== DATA SHOWN ==
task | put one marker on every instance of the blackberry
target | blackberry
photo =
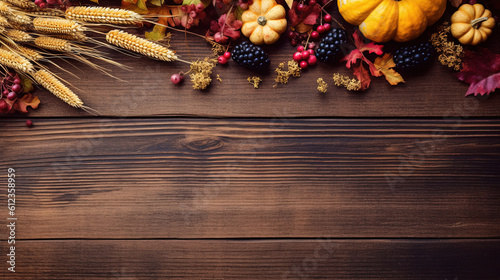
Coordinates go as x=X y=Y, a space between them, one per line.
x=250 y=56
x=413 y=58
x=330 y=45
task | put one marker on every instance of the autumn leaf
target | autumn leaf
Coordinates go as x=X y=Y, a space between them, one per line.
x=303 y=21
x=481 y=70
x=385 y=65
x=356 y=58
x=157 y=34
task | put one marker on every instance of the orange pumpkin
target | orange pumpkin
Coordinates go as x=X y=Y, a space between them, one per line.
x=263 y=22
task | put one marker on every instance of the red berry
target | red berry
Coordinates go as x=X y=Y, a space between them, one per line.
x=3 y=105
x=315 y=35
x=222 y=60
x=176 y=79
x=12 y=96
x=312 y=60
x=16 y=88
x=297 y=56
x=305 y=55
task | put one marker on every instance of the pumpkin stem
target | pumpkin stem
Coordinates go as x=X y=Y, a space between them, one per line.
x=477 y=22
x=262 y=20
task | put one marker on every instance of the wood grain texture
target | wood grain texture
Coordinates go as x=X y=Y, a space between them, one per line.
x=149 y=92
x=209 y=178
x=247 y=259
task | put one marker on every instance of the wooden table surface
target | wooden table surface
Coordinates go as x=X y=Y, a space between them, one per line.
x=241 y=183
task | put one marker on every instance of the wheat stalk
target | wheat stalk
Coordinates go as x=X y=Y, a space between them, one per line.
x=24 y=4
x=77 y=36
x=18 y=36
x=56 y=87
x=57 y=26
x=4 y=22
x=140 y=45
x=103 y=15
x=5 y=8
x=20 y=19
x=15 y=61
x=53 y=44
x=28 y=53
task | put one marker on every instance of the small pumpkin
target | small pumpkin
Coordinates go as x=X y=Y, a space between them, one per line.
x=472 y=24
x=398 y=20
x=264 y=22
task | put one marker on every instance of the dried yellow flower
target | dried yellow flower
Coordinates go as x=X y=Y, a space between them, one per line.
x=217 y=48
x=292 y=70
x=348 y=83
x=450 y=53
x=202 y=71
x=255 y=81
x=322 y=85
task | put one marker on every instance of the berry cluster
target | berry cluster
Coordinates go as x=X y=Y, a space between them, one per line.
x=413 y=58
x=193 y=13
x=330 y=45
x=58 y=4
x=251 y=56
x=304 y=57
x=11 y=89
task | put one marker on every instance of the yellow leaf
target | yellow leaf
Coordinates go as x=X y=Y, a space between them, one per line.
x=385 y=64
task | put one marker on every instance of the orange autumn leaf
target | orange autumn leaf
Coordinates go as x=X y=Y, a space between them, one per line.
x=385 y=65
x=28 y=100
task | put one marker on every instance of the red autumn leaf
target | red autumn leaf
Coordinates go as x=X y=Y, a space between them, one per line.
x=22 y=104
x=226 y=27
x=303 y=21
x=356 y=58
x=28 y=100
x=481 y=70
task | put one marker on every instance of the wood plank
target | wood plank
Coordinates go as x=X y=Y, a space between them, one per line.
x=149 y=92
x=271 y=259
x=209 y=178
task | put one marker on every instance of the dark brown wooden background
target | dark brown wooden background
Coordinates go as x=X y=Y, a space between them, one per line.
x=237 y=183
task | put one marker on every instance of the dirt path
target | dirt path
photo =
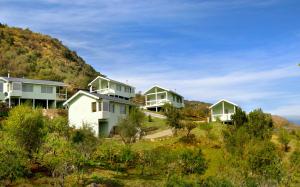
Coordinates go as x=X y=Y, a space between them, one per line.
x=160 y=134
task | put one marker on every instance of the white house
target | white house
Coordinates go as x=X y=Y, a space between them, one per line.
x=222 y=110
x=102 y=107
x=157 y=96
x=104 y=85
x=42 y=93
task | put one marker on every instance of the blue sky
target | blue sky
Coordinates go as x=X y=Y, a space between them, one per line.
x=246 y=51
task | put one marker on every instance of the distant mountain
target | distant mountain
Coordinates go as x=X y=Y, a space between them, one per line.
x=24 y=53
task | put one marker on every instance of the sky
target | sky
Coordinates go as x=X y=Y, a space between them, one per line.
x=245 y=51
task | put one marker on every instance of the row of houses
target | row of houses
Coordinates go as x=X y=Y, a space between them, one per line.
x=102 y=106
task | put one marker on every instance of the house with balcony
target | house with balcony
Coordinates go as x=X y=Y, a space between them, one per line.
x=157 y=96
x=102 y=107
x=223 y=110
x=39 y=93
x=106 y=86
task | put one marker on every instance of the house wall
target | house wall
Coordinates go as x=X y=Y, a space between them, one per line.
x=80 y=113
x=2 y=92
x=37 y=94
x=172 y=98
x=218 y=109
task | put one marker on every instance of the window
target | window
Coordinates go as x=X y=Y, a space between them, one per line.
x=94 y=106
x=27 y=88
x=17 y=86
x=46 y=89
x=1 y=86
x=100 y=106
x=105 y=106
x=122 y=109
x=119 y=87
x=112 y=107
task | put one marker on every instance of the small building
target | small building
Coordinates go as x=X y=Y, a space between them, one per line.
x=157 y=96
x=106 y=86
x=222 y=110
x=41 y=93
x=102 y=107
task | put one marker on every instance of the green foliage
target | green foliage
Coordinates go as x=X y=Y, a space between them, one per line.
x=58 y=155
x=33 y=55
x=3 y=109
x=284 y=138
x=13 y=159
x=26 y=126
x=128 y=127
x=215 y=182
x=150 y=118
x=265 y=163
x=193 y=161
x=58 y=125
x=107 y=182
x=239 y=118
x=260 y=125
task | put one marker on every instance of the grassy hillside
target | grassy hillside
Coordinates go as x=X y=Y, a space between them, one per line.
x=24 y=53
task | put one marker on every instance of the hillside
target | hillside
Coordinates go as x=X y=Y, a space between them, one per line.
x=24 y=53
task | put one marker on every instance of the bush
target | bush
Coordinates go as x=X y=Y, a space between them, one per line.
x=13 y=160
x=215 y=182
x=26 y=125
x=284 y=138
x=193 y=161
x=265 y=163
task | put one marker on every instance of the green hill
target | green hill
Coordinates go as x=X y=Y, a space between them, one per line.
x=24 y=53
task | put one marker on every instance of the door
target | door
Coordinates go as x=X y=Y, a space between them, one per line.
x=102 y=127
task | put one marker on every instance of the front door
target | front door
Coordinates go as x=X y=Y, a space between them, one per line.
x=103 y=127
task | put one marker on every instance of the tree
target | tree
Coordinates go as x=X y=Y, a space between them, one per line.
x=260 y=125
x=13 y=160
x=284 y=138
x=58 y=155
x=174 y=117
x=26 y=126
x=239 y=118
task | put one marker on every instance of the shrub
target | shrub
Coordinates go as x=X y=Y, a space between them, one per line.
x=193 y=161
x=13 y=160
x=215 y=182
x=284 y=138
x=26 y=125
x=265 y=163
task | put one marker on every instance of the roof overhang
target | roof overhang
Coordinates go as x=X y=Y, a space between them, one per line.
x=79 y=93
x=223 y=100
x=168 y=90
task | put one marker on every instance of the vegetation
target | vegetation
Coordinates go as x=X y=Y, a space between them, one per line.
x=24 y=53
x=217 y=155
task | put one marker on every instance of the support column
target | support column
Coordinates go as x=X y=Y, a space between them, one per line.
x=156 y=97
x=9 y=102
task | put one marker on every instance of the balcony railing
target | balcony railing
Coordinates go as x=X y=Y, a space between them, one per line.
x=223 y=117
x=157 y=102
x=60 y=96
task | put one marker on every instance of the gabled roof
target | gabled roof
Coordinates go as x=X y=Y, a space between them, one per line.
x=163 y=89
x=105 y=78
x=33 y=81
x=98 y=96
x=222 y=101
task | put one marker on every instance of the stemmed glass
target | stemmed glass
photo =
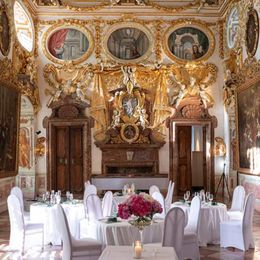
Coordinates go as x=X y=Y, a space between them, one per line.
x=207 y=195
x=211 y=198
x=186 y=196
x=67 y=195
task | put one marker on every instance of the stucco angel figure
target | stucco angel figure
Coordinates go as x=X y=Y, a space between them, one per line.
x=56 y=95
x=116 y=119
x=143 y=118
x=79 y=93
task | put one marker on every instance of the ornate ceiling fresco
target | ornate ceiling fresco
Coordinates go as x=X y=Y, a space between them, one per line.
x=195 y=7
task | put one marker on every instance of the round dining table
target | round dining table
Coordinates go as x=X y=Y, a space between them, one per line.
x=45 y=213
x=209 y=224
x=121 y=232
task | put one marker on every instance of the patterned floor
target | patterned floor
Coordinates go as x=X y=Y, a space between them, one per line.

== EXERCISE DESCRIPTION ==
Every line from the one containing "task | put one marker on every instance of the ornate" through the end of the data must be repeated exactly, and no other line.

== TASK SOLUTION ==
task | put one marker on every instance of the ornate ceiling fresco
target | ornate ceiling fresco
Coordinates go as x=X y=Y, a space between them, one per line.
x=195 y=7
task | put one marker on every instance of the round dining table
target | round dining table
Coordinates go as x=X y=Y, a space between them, one per line.
x=45 y=213
x=209 y=224
x=121 y=232
task | put one marker on every instance of the patterned floor
target | patterned floor
Coordinates go as x=X y=Y, a space between them, one per line.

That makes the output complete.